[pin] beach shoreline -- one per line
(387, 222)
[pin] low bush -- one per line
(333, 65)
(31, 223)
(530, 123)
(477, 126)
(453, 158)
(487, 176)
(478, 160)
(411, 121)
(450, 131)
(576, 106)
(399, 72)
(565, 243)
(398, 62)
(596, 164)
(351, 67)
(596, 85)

========================================================================

• [Work order]
Once you have read the records above, output each of them verbatim.

• [Solution for this task]
[pin] beach shoreline -- one per line
(387, 222)
[pin] low bush -- one per line
(333, 65)
(31, 223)
(530, 123)
(477, 126)
(453, 158)
(487, 176)
(478, 160)
(411, 121)
(450, 131)
(576, 106)
(399, 72)
(565, 243)
(398, 62)
(596, 164)
(351, 67)
(596, 85)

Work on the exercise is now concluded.